──────── Document segment

# Let's build some muscles



## CityHunter (Aug 31, 2009)

First of all just a hudge thank to Built for her precious help and patience with the dumb French I am! 


I start today the Built training named "Baby got back"

First day:

Rack pulls 5x5 at 265 lbs

BO rows 3x8 at 132 lbs

One-arm dumbbell  3x12 at 27lbs

Barbell bench 5x5 at 165 lbs

Dumbbell bench 3x8 at 40 lbs for each dumbbell

Flat or low incline flyes 3x12 - try using cables for these, or pec dec as an option OOPS I forgot this one!

Optional standing calves, one leg at a time, 3x10, 3-second pause at the bottom of each rep at154 lbs

Optional abs, 3x8 weighted at 22 lbs


----------



## Gazhole (Aug 31, 2009)

Good workout, man! Rack pulls are strong


----------



## CityHunter (Sep 1, 2009)

thanks!


----------



## CityHunter (Sep 1, 2009)

WOOOwwwww today it has been really hard!

My legs are dead!

Day 2: 

Squats 5x5 at 198 lbs

Front squats 3x8 at 110 lbs

Walking lunges 3x10-12 steps on each leg at 88 lbs, I did 3x6 this time I couldn't do muche after the first two ones

GHRs 3x8 at 44 LBS

Abdos


----------



## CityHunter (Sep 3, 2009)

Day 3


Rest


----------



## CityHunter (Sep 4, 2009)

Day 4

Weighted chins 5x5 weighted at 22 lbs

Unweighted chins  3x8

hammerstrength pulldowns  3x12 at 44 lbs

Power cleans - 5X5 at 88 lbs, 99 lbs, 110 lbs

clean-and-press 2X2 at 35.2 lbs each arm

Olympic bar corner press - 3??8 at 77 lbs

Arnold press 3X8 at 30.8 lbs each dumbbell

 lateral raises - 3x8 at 26.4 lbs each dumbbell


----------



## CityHunter (Sep 7, 2009)

Day  5

Deadlift 5x5 at 209 lbs

GHR 3x8 

Leg curl 3x12 at 187 lbs

Front Squat 3x8 at 110 lbs

Dips 3x8

Close grip Barbell bench 3x8 at 110 lbs


----------



## CityHunter (Sep 7, 2009)

*Week 2*

Week 2

Day 1

Rack pulls 5x5 at 265 lbs

BO rows 3x8 at 132 lbs

One-arm dumbbell 3x12 at 29. 55 lbs

Barbell bench 5x5 at 176 lbs

Dumbbell bench 3x8 at 44 lbs for each dumbbell

Incline barbell bench 3x8 44 lbs for each dumbbell

Optional standing calves, one leg at a time, 3x10, 3-second pause at the bottom of each rep at 220 lbs

Abdos at 3x8 weighted at 26.4 lbs


----------



## Built (Sep 7, 2009)

Good job. What are you doing for diet? 

Re dumb French - you should know that I am originally from Québec - you guys usually call US the dummies.


----------



## CityHunter (Sep 8, 2009)

Lol. Thx. Québec!!!! And you don't speak french!!!

Well concerning my diet, I followed your advice. My maintenance was around 2700-2800 cal. 

So here is what i'm doing:

3300 calories
200g of proteins or more
200g of carbs or more
100g of fat NOT MORE and usually I try to stay below 100 around 95

As food supplement I bought an equivalent of B50, Whey proteins, Vitamin c 1g per day, creatin monohydrate 10g/day (5g before training and 5g after workout)

────────────────

> **Problem 1**:
From the workout log thread, reproduce the passage from "As food supplement" up to and including "5g after workout)".
> **Problem 2**:
In the workout log thread, what was CityHunter's stated maintenance calorie level?
> **Problem 3**:
Continue the workout log thread from the point where it stops.

──────── Data extracts

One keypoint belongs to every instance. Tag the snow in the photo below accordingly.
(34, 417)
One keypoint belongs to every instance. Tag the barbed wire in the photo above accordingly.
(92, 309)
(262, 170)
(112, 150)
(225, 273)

────────────────

> **Exercise answer 1**:
As food supplement I bought an equivalent of B50, Whey proteins, Vitamin c 1g per day, creatin monohydrate 10g/day (5g before training and 5g after workout)

> **Exercise answer 2**:
Around 2700-2800 calories.

> **Exercise answer 3**:
I still have to find fish oil and dextrose but it seems to be hard to find in Paris. I'm gonna try in dietetic store.

My weight is going up but I'm feel that I'm building muscle. My strengh is growing too. This training is cool.


----------



## CityHunter (Sep 9, 2009)

Day 2

This day is definitely the one which hurts the most!!!!!!!!!!


Squats 5x5 at 220 lbs instead of 98 last week

Front squat 3x8 at 110 lbs

Walking lunges 3x10-12 steps on each leg at 88 lbs - I did all the sets this week not like the last week

GHRS 3x8 at 44 lbs

Biceps 3x8 at 40 lbs each biceps with dumbells

Abdos 3x20 unweighted


----------



## CityHunter (Sep 9, 2009)

Day 3

REST


----------



## CityHunter (Sep 11, 2009)

Day 4

Wow yesterday was hard I'm really tiring today, first day Where I lost a little bit of weight.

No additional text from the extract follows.